### PROBLEM
From the line containing "If you could mark the rock" through the last line of the data, return those lines exactly as written and nothing more.

### RECORDS FOR THE TASK
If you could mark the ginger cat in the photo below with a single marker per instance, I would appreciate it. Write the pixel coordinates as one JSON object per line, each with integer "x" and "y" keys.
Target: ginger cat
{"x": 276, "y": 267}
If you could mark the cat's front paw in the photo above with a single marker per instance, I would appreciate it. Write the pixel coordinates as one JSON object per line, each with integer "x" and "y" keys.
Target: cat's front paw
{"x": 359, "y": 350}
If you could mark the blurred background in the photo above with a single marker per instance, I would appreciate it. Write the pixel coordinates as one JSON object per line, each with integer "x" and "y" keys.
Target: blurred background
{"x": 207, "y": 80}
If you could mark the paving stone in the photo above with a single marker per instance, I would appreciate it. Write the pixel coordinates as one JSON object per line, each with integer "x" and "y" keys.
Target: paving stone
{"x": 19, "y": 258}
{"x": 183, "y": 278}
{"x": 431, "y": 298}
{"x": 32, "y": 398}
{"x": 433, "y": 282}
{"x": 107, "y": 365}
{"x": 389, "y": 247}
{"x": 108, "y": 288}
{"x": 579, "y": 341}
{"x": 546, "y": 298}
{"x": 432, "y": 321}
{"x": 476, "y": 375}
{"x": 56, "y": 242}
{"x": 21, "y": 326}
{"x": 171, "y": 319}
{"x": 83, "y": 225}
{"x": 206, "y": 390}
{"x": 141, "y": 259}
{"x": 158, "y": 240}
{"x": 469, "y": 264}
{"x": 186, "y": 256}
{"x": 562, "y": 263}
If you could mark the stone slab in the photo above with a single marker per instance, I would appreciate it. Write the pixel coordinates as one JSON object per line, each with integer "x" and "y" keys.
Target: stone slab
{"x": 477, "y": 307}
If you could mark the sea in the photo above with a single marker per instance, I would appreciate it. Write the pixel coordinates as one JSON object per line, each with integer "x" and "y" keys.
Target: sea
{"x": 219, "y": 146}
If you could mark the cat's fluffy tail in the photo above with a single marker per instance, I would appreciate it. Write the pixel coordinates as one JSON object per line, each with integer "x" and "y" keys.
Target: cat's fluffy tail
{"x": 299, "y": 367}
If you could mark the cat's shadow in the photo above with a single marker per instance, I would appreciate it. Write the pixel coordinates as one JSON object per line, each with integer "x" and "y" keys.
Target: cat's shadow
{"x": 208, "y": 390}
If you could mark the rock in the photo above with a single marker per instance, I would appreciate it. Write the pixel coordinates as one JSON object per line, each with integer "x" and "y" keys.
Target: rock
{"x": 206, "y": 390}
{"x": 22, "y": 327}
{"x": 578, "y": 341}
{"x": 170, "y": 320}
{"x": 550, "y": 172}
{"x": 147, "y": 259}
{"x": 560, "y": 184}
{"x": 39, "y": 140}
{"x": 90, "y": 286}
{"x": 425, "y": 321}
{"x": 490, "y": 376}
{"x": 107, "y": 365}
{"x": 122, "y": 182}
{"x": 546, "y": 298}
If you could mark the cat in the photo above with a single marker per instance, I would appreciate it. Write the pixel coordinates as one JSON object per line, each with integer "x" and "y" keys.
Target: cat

### EXERCISE SOLUTION
If you could mark the rock in the photo above with a single marker per instance, I would appreciate it. Write the pixel coordinates as one JSON object per line, each with integer "x" and "y" keys.
Target: rock
{"x": 206, "y": 390}
{"x": 22, "y": 327}
{"x": 578, "y": 341}
{"x": 170, "y": 320}
{"x": 550, "y": 172}
{"x": 147, "y": 259}
{"x": 560, "y": 184}
{"x": 39, "y": 140}
{"x": 90, "y": 286}
{"x": 425, "y": 321}
{"x": 490, "y": 376}
{"x": 107, "y": 365}
{"x": 122, "y": 182}
{"x": 546, "y": 298}
If you could mark the cat in the photo above with a single marker per instance, I would appreciate it. Write the pixel coordinates as one JSON object per line, each with integer "x" and "y" keys.
Target: cat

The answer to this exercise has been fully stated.